------ ENTRIES PROVIDED
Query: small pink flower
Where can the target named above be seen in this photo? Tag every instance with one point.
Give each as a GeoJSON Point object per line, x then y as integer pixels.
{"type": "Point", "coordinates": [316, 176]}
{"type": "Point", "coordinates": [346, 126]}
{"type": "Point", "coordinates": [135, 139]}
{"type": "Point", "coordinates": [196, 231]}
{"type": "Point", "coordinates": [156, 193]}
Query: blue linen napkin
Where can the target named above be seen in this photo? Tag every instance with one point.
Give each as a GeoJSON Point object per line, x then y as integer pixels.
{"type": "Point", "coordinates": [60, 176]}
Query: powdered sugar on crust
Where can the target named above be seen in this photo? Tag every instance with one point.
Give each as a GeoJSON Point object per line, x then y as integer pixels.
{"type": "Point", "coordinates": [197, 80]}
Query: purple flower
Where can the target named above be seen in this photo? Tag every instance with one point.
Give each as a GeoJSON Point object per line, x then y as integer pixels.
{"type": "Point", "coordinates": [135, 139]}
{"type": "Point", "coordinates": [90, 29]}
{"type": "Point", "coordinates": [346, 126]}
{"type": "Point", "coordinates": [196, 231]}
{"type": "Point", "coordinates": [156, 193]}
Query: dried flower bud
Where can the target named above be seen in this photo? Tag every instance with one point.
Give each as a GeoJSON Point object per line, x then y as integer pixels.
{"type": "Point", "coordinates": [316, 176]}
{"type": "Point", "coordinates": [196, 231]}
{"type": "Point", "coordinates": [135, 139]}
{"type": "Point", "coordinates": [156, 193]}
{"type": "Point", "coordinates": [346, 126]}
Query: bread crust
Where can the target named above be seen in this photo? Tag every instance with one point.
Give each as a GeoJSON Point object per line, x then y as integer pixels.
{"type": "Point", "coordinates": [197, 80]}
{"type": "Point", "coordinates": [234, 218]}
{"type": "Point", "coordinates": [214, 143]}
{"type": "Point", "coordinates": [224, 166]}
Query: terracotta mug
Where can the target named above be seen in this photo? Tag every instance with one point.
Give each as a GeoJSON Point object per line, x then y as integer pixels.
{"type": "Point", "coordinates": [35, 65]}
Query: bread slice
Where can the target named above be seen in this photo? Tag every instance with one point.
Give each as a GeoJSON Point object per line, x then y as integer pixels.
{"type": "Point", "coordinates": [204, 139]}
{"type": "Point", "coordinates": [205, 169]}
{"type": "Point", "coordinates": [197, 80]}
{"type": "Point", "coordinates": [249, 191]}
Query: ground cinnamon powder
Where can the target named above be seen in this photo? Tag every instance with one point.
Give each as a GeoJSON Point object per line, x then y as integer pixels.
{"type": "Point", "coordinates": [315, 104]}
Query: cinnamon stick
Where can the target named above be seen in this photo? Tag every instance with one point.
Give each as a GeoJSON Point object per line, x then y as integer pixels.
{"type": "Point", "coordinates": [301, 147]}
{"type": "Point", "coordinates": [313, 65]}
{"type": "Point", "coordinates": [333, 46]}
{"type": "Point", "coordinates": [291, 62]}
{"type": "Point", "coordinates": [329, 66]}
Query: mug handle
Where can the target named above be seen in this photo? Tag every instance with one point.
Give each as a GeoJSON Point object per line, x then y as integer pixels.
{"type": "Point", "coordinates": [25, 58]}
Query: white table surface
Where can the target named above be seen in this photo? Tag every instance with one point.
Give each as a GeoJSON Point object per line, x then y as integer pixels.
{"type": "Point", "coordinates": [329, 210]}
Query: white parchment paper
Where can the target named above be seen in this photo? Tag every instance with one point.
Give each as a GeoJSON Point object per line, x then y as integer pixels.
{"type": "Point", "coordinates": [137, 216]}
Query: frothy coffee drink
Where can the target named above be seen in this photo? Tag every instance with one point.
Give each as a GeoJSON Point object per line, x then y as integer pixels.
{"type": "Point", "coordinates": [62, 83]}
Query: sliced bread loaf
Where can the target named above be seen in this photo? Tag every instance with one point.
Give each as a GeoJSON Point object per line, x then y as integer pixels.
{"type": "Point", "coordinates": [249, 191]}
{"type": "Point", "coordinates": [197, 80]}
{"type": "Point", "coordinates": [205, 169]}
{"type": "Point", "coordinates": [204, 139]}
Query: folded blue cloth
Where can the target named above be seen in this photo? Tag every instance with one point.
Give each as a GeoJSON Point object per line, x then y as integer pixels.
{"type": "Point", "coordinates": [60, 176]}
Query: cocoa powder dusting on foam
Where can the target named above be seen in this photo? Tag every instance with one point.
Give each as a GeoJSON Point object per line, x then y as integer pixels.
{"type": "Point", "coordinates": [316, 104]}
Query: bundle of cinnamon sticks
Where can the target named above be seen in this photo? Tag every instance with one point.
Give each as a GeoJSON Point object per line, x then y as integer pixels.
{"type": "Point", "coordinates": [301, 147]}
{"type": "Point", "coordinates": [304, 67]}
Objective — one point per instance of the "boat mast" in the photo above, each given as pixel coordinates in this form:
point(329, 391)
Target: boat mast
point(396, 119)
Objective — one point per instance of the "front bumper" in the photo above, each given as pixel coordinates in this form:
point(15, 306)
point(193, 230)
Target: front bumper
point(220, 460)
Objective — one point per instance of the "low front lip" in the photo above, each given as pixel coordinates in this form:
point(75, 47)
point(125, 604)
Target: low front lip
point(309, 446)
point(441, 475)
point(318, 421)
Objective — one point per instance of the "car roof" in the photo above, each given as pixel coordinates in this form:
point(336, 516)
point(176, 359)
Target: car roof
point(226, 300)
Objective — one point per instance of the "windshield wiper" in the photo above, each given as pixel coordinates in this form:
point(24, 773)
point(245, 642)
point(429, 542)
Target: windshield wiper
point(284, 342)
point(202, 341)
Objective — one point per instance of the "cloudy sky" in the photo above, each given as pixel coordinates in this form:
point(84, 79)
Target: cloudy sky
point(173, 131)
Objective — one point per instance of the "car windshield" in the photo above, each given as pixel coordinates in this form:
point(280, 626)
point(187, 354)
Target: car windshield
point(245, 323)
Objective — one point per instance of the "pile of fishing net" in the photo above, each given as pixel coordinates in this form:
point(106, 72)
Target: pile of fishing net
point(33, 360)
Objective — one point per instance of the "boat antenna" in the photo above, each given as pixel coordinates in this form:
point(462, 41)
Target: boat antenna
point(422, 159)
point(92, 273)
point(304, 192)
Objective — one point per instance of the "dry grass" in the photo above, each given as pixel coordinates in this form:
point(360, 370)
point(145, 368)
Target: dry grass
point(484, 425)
------------
* _DIRECTION_:
Count the lines of the material that contain the word "grass" and reply with the number alone.

* _RIGHT ANSWER_:
2